§ Short task: Which lines below contain the word "distant" with the same capitalization? Report each such line in full.

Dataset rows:

'''

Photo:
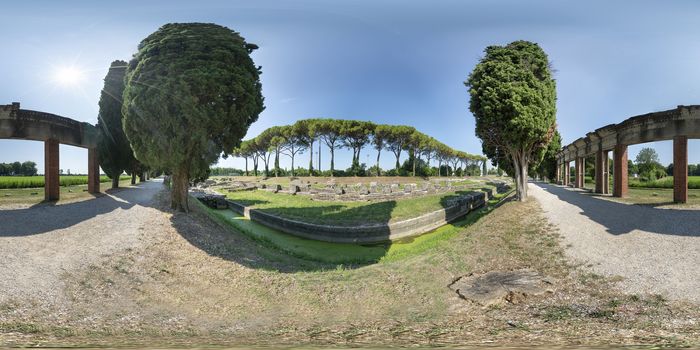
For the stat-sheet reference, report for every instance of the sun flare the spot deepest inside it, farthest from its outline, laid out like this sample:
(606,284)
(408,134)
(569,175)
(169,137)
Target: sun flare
(68,76)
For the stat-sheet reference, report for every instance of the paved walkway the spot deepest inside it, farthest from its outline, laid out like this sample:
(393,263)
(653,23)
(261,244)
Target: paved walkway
(38,245)
(655,250)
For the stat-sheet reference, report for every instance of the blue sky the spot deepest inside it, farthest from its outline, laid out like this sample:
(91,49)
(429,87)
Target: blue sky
(395,62)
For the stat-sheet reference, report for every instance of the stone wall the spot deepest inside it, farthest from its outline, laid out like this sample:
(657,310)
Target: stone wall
(368,233)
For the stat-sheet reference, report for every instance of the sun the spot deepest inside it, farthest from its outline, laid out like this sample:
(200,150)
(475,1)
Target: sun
(68,76)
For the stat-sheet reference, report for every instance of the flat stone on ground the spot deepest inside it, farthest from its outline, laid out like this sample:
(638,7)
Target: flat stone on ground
(498,286)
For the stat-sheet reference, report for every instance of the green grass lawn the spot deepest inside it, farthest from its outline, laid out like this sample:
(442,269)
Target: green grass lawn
(657,196)
(345,253)
(38,181)
(342,213)
(666,182)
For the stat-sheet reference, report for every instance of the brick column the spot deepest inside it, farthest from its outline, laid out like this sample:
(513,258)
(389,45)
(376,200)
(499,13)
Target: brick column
(558,173)
(606,173)
(599,172)
(93,171)
(620,182)
(680,169)
(578,169)
(52,184)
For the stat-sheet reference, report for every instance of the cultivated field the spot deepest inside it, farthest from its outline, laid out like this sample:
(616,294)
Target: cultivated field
(22,197)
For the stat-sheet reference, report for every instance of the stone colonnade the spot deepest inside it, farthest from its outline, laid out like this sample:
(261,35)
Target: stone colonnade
(676,124)
(52,184)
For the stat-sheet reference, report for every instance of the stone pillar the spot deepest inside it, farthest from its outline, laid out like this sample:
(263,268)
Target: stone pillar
(577,174)
(52,184)
(680,169)
(558,173)
(620,185)
(93,171)
(599,172)
(606,173)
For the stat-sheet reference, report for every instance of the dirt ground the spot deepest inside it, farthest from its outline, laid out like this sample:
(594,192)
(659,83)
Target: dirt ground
(188,281)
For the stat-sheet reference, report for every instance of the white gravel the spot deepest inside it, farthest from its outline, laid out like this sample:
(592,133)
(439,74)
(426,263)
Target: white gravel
(38,245)
(655,250)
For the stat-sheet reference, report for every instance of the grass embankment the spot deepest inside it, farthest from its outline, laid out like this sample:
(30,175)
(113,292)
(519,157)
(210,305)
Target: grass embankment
(345,253)
(38,181)
(192,283)
(320,182)
(301,207)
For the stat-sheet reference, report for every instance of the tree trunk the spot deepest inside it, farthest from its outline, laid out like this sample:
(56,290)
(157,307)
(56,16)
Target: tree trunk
(520,164)
(277,162)
(178,195)
(332,159)
(379,153)
(267,165)
(414,163)
(311,158)
(292,164)
(319,157)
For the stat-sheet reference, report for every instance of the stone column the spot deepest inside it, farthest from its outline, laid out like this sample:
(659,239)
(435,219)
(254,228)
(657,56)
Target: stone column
(52,184)
(558,173)
(93,171)
(606,173)
(577,174)
(680,169)
(599,172)
(620,185)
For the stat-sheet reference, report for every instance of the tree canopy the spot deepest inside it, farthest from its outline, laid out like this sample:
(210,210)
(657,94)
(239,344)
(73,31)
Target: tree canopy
(336,134)
(192,91)
(513,99)
(113,147)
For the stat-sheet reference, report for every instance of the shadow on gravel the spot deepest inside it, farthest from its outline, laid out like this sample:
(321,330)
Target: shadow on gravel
(620,218)
(46,217)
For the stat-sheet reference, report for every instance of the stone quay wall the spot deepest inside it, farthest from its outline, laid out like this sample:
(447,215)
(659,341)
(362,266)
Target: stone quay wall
(368,233)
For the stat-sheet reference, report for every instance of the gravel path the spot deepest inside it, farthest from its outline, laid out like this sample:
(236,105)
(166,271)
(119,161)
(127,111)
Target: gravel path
(655,250)
(38,245)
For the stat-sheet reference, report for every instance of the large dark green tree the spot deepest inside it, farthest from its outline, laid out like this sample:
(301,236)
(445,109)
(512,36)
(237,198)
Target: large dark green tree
(192,91)
(113,147)
(513,99)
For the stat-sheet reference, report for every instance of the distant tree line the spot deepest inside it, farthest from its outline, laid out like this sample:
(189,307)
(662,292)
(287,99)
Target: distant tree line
(27,168)
(218,171)
(265,150)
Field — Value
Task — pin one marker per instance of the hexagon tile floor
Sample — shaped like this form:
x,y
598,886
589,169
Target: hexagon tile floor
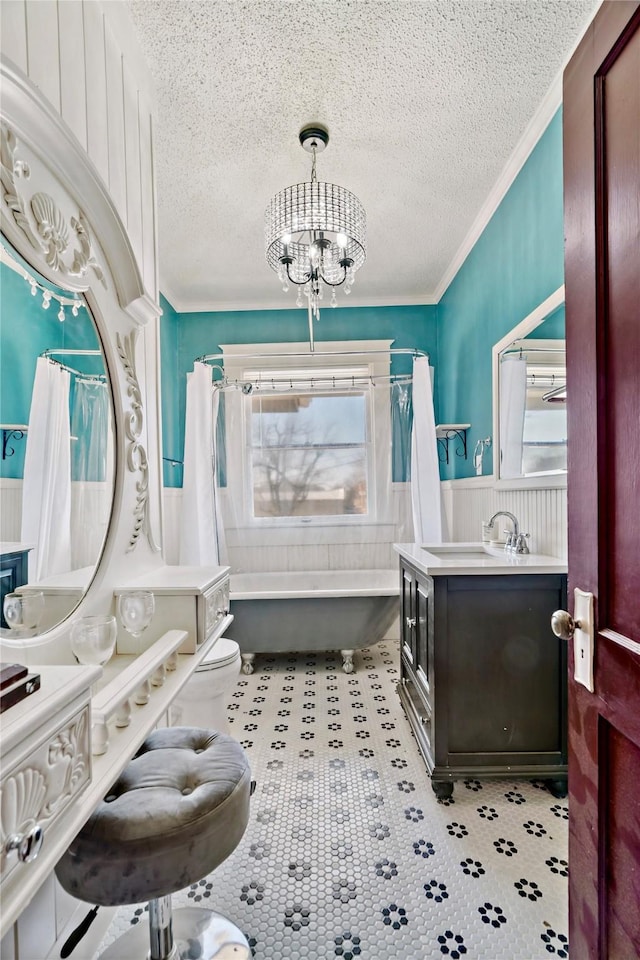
x,y
349,854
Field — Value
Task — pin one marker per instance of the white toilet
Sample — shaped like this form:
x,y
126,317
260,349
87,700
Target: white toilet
x,y
202,701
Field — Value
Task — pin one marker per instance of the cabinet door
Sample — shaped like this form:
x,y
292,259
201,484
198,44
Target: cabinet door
x,y
408,615
423,599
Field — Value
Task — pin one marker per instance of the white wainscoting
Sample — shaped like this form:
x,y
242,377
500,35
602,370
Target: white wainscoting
x,y
304,547
10,510
83,56
542,514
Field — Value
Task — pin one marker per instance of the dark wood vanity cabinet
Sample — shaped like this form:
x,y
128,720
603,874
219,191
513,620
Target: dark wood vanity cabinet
x,y
483,678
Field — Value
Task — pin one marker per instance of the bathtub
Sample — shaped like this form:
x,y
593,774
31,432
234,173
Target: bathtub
x,y
284,612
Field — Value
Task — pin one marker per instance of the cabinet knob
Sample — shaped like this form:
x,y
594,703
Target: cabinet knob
x,y
563,624
27,844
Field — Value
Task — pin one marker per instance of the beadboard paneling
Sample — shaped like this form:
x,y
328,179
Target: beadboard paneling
x,y
73,104
466,503
83,56
542,513
43,49
326,547
14,38
10,510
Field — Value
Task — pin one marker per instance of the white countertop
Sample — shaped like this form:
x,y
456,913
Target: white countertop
x,y
277,585
72,582
174,579
481,560
11,546
57,683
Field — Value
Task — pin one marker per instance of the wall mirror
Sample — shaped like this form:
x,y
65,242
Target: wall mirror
x,y
529,399
56,429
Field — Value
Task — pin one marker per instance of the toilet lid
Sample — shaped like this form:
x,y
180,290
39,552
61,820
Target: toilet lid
x,y
222,652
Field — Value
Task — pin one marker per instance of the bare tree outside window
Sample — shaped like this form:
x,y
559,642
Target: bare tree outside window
x,y
309,455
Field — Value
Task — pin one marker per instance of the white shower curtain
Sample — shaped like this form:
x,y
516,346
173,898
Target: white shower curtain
x,y
201,532
425,470
513,399
46,488
90,453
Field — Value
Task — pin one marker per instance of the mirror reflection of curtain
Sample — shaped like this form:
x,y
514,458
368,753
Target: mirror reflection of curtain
x,y
513,399
201,532
401,423
425,469
46,488
89,470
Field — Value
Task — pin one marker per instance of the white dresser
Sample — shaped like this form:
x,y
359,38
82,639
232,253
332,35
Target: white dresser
x,y
195,599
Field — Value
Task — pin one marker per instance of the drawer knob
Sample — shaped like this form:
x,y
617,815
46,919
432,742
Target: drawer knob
x,y
27,844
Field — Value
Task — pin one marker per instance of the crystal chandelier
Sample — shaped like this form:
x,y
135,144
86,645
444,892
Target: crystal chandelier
x,y
315,234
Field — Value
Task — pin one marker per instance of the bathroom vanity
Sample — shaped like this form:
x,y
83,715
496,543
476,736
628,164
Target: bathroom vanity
x,y
482,676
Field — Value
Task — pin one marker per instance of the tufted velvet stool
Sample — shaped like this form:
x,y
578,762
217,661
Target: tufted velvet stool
x,y
178,809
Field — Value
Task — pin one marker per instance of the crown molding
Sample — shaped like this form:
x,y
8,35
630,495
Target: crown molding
x,y
208,306
539,123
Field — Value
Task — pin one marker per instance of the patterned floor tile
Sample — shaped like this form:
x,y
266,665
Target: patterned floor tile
x,y
349,854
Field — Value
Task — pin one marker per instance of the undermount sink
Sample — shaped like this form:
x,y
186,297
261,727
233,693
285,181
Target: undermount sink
x,y
459,551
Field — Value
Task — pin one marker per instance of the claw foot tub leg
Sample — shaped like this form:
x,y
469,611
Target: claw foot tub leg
x,y
247,662
347,660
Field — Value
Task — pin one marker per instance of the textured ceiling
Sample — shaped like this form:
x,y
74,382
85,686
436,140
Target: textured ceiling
x,y
424,101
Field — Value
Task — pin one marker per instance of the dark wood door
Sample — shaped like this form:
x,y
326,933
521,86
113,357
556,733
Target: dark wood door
x,y
602,274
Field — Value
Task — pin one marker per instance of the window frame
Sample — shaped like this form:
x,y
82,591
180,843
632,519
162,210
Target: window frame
x,y
373,355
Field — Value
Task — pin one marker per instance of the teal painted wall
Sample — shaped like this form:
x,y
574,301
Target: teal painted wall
x,y
190,335
517,262
25,331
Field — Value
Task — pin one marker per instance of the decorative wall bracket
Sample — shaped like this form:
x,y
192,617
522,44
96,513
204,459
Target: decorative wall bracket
x,y
451,431
137,461
10,433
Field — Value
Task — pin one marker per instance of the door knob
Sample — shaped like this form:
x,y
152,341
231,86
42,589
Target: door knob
x,y
563,624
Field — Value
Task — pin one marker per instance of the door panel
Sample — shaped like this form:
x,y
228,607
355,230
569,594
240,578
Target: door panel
x,y
601,117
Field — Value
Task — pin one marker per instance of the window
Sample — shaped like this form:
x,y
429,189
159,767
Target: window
x,y
308,435
309,453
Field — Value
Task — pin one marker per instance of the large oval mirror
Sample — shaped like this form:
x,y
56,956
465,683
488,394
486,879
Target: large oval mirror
x,y
57,464
530,393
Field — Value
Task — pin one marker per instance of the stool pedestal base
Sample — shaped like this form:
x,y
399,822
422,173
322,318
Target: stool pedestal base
x,y
197,934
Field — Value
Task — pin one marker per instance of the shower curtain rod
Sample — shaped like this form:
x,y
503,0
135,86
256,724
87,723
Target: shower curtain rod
x,y
392,351
522,350
298,383
334,380
48,355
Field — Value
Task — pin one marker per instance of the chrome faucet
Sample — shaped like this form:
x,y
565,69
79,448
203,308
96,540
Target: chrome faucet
x,y
516,541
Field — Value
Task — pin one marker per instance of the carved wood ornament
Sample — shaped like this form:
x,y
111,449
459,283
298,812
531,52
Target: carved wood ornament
x,y
41,220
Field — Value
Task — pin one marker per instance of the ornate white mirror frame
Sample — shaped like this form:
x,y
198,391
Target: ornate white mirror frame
x,y
57,213
523,329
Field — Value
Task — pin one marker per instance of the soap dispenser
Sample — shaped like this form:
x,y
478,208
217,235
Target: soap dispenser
x,y
478,454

'''

§ Result of this task:
For the stat-sheet reference, report for every instance of the distant tree line the spot deepest inside it, farthest from its outline, laid out like this sample:
Target: distant tree line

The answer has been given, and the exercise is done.